Task a → In the memoir about the teenage years, what job did the narrator decide to pursue at about ten years old?

Quoted text →

## Start

Teenage Years: Paranoid Parent

I sat mesmerised, staring at the television screen. Erin from The Waltons was positioned on a swivel stool, facing a large board that was double the width of her desk. The board was covered in tiny holes, and some had been plugged with what looked like sticks attached to string. Every now and then, she would pull a stick out and place it into a different hole. As this oblong piece of metal entered a new orifice, a tiny bulb would light up to confirm a connection had been made. Eventually the wires would cross over each other like a giant game of Cat’s Cradle, but this meant that many people were satisfactorily connected to each other and communicating. I gathered from my dad that the contraption she was playing with was a telephone switchboard and she was known as a telephonist, which in later years, became described as a switchboard operator. It was the most fascinating thing I had ever seen.

Sometimes she pulled a connector out too soon which meant she cut off the call too early and would have to face an irate customer shouting at her through the headphones she was wearing. It was indeed a pretty fast paced job, but I decided then and there that this is what I wanted to do when I left school. I was about ten years old at the time, but had my mind made up: I was going to be a telephonist.

Years later when my own daughter was 12, I was reading information about the revised examination requirements for 15–16-year-olds. Every test was going to be harder, and Science and Geography would contain more mathematical questions.

All modern foreign language papers would now be submitting their questions in their native tongue and course-work for all subjects would only contribute to a tiny percentage of the final score. This meant that children who were better at practical work rather than written tests, would have to face the fact that it’s now all about memory recall in a stressful atmosphere of silence and adjudicators, rather than taking the time to decide how to display a beautiful presentation of research and ideas, which they’ve had time to plan throughout the year.

## End

Task b → In the records, rewrite the lines from the one containing "point: twig -- a" through the end of the records, replacing "Query" with "Prompt" and leaving everything else as it is.

Dataset →
## Start

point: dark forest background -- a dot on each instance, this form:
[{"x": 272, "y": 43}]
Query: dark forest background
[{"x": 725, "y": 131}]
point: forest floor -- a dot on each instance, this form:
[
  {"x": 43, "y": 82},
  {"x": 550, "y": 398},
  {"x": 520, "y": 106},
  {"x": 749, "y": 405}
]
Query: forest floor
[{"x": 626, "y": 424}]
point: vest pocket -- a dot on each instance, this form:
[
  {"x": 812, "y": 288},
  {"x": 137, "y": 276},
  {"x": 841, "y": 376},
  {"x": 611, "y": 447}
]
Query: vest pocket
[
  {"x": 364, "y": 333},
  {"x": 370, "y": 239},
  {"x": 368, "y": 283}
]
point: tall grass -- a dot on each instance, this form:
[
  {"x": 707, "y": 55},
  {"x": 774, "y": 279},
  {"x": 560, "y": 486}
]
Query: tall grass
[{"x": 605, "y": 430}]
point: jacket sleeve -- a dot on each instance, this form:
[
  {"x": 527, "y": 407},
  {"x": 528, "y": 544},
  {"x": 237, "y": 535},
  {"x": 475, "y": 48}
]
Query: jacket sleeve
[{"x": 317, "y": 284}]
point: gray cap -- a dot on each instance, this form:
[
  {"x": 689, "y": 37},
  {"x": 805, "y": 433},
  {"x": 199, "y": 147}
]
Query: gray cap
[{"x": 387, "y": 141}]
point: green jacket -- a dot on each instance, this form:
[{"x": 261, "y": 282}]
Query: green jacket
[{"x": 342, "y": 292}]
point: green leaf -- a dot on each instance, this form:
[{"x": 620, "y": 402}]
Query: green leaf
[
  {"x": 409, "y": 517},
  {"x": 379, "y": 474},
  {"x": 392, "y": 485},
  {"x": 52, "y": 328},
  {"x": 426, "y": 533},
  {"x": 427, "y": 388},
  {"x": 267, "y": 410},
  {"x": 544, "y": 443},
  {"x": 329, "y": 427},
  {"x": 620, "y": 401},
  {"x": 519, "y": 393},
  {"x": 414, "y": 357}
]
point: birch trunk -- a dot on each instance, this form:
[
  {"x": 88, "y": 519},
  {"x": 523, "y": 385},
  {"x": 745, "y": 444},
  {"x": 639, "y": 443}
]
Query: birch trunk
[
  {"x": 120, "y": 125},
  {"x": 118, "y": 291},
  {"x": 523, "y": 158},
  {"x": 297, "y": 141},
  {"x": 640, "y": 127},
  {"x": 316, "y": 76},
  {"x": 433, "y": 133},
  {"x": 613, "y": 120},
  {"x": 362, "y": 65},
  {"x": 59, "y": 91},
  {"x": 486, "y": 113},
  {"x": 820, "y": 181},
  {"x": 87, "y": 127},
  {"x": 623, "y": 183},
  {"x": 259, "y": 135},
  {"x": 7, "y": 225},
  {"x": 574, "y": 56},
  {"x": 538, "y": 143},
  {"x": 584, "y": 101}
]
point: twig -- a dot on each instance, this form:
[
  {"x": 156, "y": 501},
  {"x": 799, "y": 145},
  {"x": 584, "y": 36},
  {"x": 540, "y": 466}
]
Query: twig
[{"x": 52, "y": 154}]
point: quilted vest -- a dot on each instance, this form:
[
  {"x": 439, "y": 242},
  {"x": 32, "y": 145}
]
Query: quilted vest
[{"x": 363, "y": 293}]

## End

Answer a → The narrator decided to become a telephonist.

Answer b →
point: twig -- a dot on each instance, this form:
[
  {"x": 156, "y": 501},
  {"x": 799, "y": 145},
  {"x": 584, "y": 36},
  {"x": 540, "y": 466}
]
Prompt: twig
[{"x": 52, "y": 154}]
point: quilted vest -- a dot on each instance, this form:
[
  {"x": 439, "y": 242},
  {"x": 32, "y": 145}
]
Prompt: quilted vest
[{"x": 363, "y": 293}]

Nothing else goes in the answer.